* _To do_
Restate the data below word for word. Skip any images it contains.

▼▼▼

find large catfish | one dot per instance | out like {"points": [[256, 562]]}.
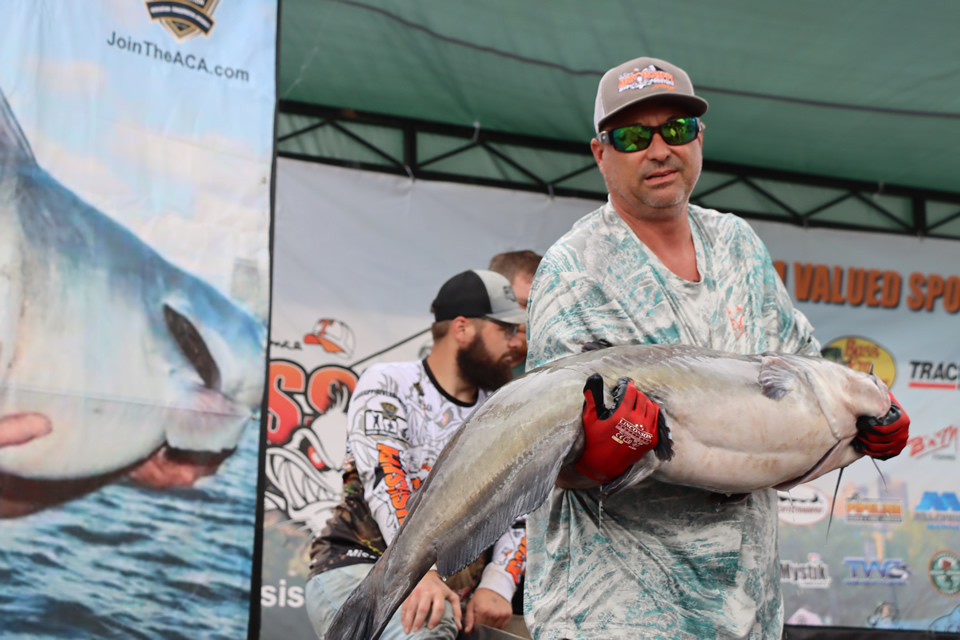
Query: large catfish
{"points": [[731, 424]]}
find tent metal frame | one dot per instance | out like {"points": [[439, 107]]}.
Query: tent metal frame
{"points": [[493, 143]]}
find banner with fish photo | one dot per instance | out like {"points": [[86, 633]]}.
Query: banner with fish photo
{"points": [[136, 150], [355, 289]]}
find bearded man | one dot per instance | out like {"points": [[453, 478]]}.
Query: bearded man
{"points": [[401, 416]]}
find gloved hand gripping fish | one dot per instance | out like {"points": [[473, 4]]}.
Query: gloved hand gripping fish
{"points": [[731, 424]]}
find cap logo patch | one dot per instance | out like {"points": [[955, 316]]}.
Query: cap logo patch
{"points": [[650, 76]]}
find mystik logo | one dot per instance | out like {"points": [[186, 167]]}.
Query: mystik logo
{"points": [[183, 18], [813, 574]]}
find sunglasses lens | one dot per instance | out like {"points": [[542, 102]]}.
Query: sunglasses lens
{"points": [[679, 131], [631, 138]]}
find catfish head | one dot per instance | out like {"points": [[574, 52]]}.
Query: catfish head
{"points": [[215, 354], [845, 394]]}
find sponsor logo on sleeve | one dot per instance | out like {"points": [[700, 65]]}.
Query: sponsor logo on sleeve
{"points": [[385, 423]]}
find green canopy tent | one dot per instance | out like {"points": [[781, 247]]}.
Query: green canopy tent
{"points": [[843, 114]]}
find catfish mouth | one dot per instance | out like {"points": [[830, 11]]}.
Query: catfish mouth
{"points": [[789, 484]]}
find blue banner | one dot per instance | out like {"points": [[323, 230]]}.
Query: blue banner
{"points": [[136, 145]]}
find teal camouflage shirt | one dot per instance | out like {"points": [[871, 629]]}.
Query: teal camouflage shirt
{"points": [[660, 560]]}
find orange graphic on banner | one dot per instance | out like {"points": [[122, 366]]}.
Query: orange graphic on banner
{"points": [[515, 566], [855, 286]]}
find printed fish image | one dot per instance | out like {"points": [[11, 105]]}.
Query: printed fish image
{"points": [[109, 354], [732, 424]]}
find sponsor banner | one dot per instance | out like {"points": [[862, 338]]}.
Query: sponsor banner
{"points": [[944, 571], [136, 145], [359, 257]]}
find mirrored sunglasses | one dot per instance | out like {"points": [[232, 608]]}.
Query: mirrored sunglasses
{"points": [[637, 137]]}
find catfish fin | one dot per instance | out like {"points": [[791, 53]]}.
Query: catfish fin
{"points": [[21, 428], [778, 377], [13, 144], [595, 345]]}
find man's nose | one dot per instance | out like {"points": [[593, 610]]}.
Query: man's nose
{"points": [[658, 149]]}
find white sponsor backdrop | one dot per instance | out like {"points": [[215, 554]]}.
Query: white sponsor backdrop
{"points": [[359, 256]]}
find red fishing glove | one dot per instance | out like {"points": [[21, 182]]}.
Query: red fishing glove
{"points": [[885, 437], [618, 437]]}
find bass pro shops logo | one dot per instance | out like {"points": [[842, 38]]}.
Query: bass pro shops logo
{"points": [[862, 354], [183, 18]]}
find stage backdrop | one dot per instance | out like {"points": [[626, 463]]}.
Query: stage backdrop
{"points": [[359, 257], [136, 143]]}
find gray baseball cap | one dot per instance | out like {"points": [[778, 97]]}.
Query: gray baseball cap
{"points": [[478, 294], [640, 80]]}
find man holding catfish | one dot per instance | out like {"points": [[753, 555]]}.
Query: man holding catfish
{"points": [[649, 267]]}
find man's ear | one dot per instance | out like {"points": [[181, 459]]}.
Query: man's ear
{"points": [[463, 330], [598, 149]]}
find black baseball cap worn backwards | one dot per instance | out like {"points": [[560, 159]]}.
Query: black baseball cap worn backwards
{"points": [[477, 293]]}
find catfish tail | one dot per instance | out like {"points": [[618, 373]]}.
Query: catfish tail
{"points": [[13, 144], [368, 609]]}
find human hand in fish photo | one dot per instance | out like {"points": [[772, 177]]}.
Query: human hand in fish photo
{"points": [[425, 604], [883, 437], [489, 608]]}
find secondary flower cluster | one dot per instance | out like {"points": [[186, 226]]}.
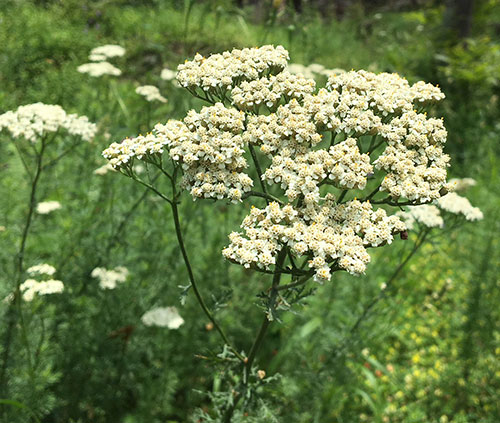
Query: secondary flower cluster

▲▲▲

* _Reply to the task_
find large catfish | one dot per instance | out like {"points": [[256, 562]]}.
Query: large catfish
{"points": [[731, 424]]}
find tent metal frame | one dot per instance | out like {"points": [[439, 107]]}.
Query: tent metal frame
{"points": [[493, 143]]}
find banner with fish photo | one dot per instance | out like {"points": [[86, 633]]}.
Query: banner with fish photo
{"points": [[136, 150], [355, 289]]}
find bearded man | one dot per instance | out like {"points": [[453, 478]]}.
Query: bearded man
{"points": [[401, 416]]}
find gloved hand gripping fish | one dot per instance | out like {"points": [[473, 4]]}.
Query: gloved hand gripping fish
{"points": [[731, 424]]}
find cap logo patch | one dot per instance | out like {"points": [[955, 316]]}.
Query: cap logo patch
{"points": [[650, 76]]}
find mystik logo | one dot per instance | out like {"points": [[186, 167]]}.
Query: mystik logo
{"points": [[183, 18], [813, 574]]}
find sunglasses lens | one dot per instance | out like {"points": [[542, 102]]}.
Query: sunglasses lens
{"points": [[679, 131], [631, 138]]}
find catfish head | one dot per instance | out like {"points": [[574, 52]]}.
Query: catfish head
{"points": [[215, 354], [845, 394]]}
find sponsor logo on sleeve | one dot per instance | out like {"points": [[700, 65]]}.
Query: sponsor logo on sleeve
{"points": [[385, 423]]}
find green canopy tent | one dot per instance | out like {"points": [[781, 247]]}.
Query: green canopy tent
{"points": [[843, 114]]}
find catfish mouth | one dot per instance | out like {"points": [[830, 11]]}.
Query: catfish mouth
{"points": [[789, 484]]}
find blue banner | one dot per instance | out like {"points": [[323, 230]]}.
Query: blue banner
{"points": [[136, 145]]}
find teal camouflage shirt | one dot per instance | out like {"points": [[871, 629]]}.
Query: teal camouflage shirt
{"points": [[660, 560]]}
find orange graphic on banner | one dot per instance | out like {"points": [[122, 366]]}.
Query: orange graphic on banner
{"points": [[515, 566], [855, 286]]}
find printed fish image | one dot per instance | out like {"points": [[11, 105]]}.
Query: printed fish image
{"points": [[109, 354], [732, 424]]}
find sponsor banner | one dot per instance | out like {"points": [[862, 338]]}.
Query: sponsor banner
{"points": [[944, 571], [136, 145], [359, 257]]}
find mirrored sunglasses | one dot per instance | out like {"points": [[232, 608]]}.
Query: mirrored sunglasses
{"points": [[637, 137]]}
find catfish fin | one dot per instance | out like {"points": [[791, 53]]}.
Query: catfish fin
{"points": [[21, 428], [778, 377], [13, 144], [595, 345]]}
find man's nose | one dot per instance | out like {"points": [[593, 610]]}.
Query: man's nose
{"points": [[658, 149]]}
find white sponsor backdrop | one dot per instance | out like {"points": [[215, 554]]}.
Query: white sponsor backdrop
{"points": [[359, 256]]}
find red fishing glove | one dot per instance | out like {"points": [[21, 182]]}.
Query: red fishing glove
{"points": [[885, 437], [618, 437]]}
find bass pro shops logo | one dot per instance | out like {"points": [[842, 38]]}.
Query: bass pro shops logo
{"points": [[862, 354], [183, 18]]}
find stage backdrop | one dot per instance | out like {"points": [[626, 463]]}.
Query: stage backdrop
{"points": [[359, 257], [136, 143]]}
find gray baseball cap | one dot per instance | out like {"points": [[778, 97]]}.
Query: gray baseball cap
{"points": [[478, 294], [640, 80]]}
find man holding catfish | one dot per instance | out like {"points": [[753, 555]]}.
Query: man holding catfish
{"points": [[649, 267]]}
find man's ear | one dot per instance | out like {"points": [[181, 459]]}.
Query: man's ear
{"points": [[463, 330], [598, 149]]}
find black baseball cap worn backwards | one dot per instance | out like {"points": [[560, 159]]}.
Query: black baseball cap worn backwards
{"points": [[477, 293]]}
find catfish tail | one dot per instance | out like {"points": [[618, 373]]}.
Query: catfish tail
{"points": [[13, 144], [368, 609]]}
find human hand in fish photo | one dot per instance | out like {"points": [[772, 177]]}.
Query: human hand in fish photo
{"points": [[425, 604], [883, 437], [489, 608]]}
find secondary flower cluster | one dot per instance | out like {"points": [[186, 226]]}.
Query: secondary flower cluster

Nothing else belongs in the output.